* [Alıntı Metin]:
KADİR BÜYÜKKAYA: KAPANMAYAN YARAMIZ NECMETTİN BÜYÜKKAYA…

KADİR BÜYÜKKAYA: KAPANMAYAN YARAMIZ NECMETTİN BÜYÜKKAYA…

.

A+A-

Ailemizin medari iftihari Necmettin Büyükkaya 37 yıldır yok aramızda. Zebeniler onu 1984 Ocak ayında Diyarbakır hapishanesinde katlettiklerinde o henüz kırk bir yaşındaydı. O içimizde sürekli kanayan derin bir yara ve hiç dinmeyen amansız bir sızıdır. Onu derin bir özlemle saygı ve sevgiyle anıyoruz.

O karanlık günleri sizlerle yeniden yaşamak adına Annemin 1982 yılının yaz aylarında bana ulaştırdığı bir teyb kasetinin içeriğini sizlerle paylaşacağım. Bakalım annem Necmettin abinin yakalanma meselesini nasıl dile getirmiş.! İşte o günler ve günlerden geriye kalanlar ...

1982 yılının yaz aylarında Siverek’ten bana ulaştırılan teyp kasetini gözlerim kapalı dinliyordum. Annemin ağzından çıkan her söz, her kelime bir çivi gibi beynime çakılıyordu. Annem otomatiğe bağlanmışçasına durmadan habire konuşuyordu:

“Evet, oğlum, işte böyle… Necmettin abinin yakalanma haberi kuş kanadında memleketin dört bir yanına yayıldı. Dost-düşman herkes duydu Necmettin abinin yakalandığını! Kötü haber bu, hiç gizli kalır mı kapalı kapıların ardında, hiç saklı tutulur mu otuz iki dişin arasında? Haberi alanlardan kimi kahrından yataklara düştü, kimi sevinçten dört köşe oldu oğlum! Sevinçten ellerini ovuşturan da oldu, gözyaşlarını içine akıtanlar da! Dostlar üzülüp kahrolurken, soysuzlar sevindi içten içe halimize oğlum!

Anlayacağın Necmettin abinin yakalanmasıyla ilgili herkes içinden geçenleri, hissettiklerini dile getirdi. Kimi ‘Necmettin gibi tecrübeli bir insan kendini nasıl bu kadar ucuza ele verebilir’ derken, kimi de, ‘su testisi suyolunda kırılır’ diyerek hangi tarafın tarafı olduğunu ortaya koydu. Uzun lafın kısası, Necmettin abin için içten içe yananlar, onun için kendini yiyip bitirirken, bazıları da, ‘Aman bize ne, akıllı dursaydı da bunlar başına gelmeseydi!’ diyerek içimizdeki acıyı daha da çoğalttılar. Samimiyetten uzak namertler seviyesiz konuşmalarıyla içimize zehir akıtırken, iyi insanlar güzel bir-iki sözle de olsa bir kale duvarı gibi arkamızda durarak bize güç ve moral vermeye çalıştılar. Kötüler, ‘Necmettin’in işi çok zor, kurtulması mümkün değil’ diyerek yaramıza tuz biber basarken, yüreği bizimle atan iyi insanlar bize umut vermeye devam ettiler. İnsanlıktan nasibini almayanlar söyledikleriyle yaramızı deşerken, dar günün dostları metin olmamız için yanımızda oldular.

Toplanan Veriler:

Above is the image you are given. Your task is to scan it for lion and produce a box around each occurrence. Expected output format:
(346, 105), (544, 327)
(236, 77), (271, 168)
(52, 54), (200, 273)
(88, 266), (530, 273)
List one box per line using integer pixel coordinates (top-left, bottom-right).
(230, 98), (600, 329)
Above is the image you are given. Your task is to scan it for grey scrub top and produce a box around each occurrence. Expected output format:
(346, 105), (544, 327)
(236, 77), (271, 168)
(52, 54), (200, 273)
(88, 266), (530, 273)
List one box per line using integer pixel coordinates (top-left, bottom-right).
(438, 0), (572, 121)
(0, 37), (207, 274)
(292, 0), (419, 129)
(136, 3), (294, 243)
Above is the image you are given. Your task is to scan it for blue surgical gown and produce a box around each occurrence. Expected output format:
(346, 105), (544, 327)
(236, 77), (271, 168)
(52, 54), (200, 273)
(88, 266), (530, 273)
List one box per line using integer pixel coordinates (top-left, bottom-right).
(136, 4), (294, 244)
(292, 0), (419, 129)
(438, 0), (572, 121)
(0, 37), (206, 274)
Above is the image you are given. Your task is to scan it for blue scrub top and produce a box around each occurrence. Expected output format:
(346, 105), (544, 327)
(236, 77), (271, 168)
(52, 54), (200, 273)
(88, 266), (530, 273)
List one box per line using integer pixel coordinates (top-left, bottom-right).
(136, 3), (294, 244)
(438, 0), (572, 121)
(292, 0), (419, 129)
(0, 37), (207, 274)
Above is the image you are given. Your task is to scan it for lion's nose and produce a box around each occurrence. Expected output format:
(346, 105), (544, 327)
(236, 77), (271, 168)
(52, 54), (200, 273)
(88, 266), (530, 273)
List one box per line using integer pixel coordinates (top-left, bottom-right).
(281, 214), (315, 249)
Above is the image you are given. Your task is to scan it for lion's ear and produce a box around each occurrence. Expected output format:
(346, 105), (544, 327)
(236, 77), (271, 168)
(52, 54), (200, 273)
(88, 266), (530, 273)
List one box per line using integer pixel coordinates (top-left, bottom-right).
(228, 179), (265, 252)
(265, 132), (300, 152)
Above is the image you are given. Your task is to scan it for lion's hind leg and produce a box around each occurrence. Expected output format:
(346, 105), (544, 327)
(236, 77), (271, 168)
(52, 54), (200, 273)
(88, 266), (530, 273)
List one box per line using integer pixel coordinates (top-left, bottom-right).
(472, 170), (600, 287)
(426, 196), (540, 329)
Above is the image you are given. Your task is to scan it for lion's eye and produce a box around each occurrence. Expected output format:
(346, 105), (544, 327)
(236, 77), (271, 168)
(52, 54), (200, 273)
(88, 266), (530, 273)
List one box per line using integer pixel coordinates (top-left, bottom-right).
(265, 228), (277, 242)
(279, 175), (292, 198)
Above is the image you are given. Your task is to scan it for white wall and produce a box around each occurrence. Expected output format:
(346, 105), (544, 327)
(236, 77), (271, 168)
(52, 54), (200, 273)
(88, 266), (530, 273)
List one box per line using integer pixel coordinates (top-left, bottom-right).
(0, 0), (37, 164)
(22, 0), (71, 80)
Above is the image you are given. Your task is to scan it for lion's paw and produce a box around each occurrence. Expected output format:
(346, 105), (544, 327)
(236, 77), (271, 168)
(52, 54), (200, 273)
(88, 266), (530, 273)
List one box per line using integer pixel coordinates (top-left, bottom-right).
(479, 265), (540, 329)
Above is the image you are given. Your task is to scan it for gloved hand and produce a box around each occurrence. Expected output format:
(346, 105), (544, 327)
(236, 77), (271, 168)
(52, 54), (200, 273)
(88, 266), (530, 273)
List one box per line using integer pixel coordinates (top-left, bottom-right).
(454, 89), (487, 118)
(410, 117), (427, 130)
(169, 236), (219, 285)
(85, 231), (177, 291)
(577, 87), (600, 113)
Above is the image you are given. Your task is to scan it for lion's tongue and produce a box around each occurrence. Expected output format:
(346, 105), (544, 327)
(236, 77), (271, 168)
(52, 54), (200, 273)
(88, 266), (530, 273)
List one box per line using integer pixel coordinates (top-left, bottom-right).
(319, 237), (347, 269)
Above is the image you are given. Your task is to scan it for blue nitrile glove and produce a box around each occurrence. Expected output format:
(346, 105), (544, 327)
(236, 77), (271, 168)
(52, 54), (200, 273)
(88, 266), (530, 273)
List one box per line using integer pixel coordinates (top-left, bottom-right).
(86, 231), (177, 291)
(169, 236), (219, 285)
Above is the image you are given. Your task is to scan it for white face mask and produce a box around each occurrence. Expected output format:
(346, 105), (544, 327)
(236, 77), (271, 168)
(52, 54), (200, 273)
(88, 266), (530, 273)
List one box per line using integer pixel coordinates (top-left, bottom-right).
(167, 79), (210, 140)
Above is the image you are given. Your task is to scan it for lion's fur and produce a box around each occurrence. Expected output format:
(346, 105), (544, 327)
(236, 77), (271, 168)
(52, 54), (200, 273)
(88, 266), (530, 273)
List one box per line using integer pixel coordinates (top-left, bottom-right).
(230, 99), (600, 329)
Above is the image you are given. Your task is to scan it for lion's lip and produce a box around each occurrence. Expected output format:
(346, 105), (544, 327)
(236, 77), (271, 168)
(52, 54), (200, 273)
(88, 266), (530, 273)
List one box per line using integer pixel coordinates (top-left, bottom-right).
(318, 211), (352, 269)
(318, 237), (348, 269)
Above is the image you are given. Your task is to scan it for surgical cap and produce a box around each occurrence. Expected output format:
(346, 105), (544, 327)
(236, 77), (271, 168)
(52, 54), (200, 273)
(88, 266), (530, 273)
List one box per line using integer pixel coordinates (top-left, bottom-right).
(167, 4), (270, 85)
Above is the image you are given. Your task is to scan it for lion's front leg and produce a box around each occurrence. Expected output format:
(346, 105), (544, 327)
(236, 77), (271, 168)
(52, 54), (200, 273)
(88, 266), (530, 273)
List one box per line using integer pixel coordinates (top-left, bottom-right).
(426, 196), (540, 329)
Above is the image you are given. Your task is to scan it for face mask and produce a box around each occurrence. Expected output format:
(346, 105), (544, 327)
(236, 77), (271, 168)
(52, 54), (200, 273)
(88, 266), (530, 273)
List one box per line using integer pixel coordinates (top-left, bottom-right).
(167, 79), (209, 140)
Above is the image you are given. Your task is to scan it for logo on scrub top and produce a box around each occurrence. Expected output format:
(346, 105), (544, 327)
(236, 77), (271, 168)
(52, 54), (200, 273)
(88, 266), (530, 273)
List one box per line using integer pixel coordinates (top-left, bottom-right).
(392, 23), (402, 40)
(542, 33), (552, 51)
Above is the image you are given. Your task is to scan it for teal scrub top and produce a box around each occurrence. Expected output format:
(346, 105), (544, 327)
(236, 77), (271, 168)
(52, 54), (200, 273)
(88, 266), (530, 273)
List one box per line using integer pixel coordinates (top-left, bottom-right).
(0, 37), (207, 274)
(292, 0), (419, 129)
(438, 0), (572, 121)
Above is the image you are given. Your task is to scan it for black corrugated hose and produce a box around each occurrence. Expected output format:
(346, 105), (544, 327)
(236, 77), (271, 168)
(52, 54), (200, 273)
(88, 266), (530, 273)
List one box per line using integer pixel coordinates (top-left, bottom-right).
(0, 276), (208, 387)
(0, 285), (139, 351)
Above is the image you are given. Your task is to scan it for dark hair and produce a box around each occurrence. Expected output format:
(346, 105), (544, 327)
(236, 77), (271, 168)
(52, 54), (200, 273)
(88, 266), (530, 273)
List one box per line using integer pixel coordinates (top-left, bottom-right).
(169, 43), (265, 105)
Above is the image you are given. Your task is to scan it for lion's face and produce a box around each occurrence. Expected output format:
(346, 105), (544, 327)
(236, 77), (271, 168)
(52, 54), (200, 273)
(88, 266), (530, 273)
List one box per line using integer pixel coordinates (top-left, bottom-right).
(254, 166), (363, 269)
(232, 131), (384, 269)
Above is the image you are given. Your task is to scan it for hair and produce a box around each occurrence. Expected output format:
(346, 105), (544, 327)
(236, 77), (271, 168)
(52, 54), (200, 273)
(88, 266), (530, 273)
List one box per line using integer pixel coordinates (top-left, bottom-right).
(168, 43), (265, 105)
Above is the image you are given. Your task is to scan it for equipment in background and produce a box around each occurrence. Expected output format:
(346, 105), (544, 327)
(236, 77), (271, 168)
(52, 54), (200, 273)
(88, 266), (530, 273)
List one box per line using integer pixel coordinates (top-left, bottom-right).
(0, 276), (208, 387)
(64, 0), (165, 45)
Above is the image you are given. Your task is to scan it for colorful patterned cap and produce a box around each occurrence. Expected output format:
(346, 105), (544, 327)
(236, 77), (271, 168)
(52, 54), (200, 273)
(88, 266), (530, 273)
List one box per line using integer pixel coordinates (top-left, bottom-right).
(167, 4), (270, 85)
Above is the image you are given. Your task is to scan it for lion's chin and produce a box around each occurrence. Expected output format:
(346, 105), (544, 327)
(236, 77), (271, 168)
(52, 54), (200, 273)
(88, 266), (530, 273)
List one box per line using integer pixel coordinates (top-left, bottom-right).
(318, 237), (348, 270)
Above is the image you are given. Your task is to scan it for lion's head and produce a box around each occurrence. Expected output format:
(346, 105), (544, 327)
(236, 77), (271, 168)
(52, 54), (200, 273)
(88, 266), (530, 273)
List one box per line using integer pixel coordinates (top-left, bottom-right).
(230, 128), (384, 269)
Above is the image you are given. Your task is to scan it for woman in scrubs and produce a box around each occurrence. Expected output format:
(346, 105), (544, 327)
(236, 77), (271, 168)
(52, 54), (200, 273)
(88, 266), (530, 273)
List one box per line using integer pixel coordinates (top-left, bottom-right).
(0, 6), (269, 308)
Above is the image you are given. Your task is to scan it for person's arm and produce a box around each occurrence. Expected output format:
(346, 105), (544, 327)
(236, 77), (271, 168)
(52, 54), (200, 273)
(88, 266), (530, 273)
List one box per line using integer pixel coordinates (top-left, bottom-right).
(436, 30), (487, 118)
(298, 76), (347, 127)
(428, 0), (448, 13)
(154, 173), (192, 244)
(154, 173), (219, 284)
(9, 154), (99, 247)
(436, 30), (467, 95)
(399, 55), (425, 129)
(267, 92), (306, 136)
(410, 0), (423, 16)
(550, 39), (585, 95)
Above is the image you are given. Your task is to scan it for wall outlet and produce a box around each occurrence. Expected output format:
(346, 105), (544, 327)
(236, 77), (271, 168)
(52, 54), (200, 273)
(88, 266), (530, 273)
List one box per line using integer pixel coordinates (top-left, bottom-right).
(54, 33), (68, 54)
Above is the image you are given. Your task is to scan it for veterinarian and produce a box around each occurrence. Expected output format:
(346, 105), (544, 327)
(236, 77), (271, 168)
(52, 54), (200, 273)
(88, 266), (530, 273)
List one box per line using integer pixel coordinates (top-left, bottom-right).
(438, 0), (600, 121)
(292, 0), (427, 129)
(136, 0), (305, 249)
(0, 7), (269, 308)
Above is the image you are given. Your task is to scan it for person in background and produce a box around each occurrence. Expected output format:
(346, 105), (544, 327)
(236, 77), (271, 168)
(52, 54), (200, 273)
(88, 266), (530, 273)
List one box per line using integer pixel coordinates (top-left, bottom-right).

* [Görev]: Necmettin Büyükkaya'yı anan yazıyı, son cümlesinden sonrasını yazarak sürdürün. Kayıtlar başka bir kaynaktan alınmıştır.

* [Görev Sonucu]:
Bu kötü günlerimizde iyi insanların sayısı ne yazık ki kötü insanların sayısının hep gerisinde kaldı oğlum! İyi insanlar bozulan, dibe vuran moralimizi onarırken, kötüler moralimizi bozmak için ellerinden geleni yapmaktan geri kalmadılar. Demem o ki oğlum, herkes kendi penceresinden baktı meseleye ve herkes kendine göre yorumladı Necmettin abinin yakalanmasını.

Kadir oğlum, Necmettin abinin yurtdışından Diyarbakır’a neden döndüğünü, Diyarbakır’da ne aradığını, onun geleceğinden kimlerin haberi olduğunu, Diyarbakır’a ayak basar basmaz devletin bundan nasıl haberdar olduğunu, bu ve buna benzer soruların cevabını maalesef kimse bilmiyor buralarda. Bu konuda herkes sağdan soldan duyduklarını birbirine aktarmakla yetiniyor. Bazılarına göre güya Cemile yengen Necmettin’e haber göndermiş, ‘Çocuğumuz çok hasta, hemen gel’ demiş. Kimileri ‘Necmettin’in Türkiye’de halletmesi gereken çok önemli işleri vardı, onun için geldi’, kimileri de daha farklı şeyler söyleyerek meseleye açıklık getirmeye çalıştı. Anlayacağın herkes kendine göre bir şeyler uydurdu.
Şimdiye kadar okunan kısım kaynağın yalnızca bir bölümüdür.